### Your goal
Only the lines from the one with "Can you see the man's knee?" onward are wanted, through the last line of the entries, set down exactly.

(Items from a dataset)
--------------------------------

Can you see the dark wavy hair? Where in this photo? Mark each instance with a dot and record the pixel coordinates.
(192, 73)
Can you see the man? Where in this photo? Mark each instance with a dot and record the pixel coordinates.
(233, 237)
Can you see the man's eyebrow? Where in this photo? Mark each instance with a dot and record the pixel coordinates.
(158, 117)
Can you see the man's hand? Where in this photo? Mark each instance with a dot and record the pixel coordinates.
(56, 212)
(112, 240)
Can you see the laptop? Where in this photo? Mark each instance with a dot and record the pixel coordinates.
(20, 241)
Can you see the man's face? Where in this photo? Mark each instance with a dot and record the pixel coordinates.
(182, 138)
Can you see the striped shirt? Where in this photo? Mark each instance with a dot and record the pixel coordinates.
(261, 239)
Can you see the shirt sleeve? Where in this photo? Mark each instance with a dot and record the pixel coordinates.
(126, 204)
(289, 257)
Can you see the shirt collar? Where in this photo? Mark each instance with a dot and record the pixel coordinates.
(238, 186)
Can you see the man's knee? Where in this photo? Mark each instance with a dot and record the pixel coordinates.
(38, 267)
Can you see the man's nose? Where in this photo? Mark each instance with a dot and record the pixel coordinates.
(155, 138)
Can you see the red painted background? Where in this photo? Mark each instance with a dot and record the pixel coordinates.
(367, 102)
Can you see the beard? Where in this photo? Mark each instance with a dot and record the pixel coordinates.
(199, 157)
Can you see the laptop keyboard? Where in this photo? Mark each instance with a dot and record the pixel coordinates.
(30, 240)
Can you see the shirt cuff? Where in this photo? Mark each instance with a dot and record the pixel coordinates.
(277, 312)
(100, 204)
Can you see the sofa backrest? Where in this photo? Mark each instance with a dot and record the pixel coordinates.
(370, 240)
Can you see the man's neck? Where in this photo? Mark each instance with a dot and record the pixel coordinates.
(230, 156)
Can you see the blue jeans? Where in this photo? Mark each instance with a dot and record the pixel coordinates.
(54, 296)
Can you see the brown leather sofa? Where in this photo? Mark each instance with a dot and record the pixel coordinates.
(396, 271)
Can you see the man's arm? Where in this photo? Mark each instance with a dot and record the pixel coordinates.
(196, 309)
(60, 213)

--------------------------------

### Final answer
Can you see the man's knee? Where in this photo? Mark each instance with a dot and record the pixel coordinates.
(38, 267)
Can you see the man's nose? Where in this photo? Mark each instance with a dot and record the pixel coordinates.
(155, 138)
Can you see the red painted background? Where in this photo? Mark each instance with a dot and record the pixel coordinates.
(367, 102)
Can you see the beard? Where in this photo? Mark each instance with a dot and record the pixel coordinates.
(199, 157)
Can you see the laptop keyboard? Where in this photo? Mark each instance with a dot and record the pixel coordinates.
(30, 240)
Can you see the shirt cuff? Where in this photo? Mark each instance with a dot and record the pixel coordinates.
(277, 312)
(100, 204)
Can you see the sofa backrest? Where in this photo? Mark each instance with a dot and record the pixel coordinates.
(370, 240)
Can you see the man's neck? Where in this photo? Mark each instance with a dot and record the pixel coordinates.
(230, 156)
Can you see the blue jeans? Where in this photo? Mark each instance with a dot and record the pixel coordinates.
(54, 296)
Can you see the brown leather sofa? Where in this photo? Mark each instance with a dot and record the pixel coordinates.
(396, 271)
Can you see the man's arm? Where in this photo? Mark each instance with a dot and record the pixel coordinates.
(196, 309)
(60, 213)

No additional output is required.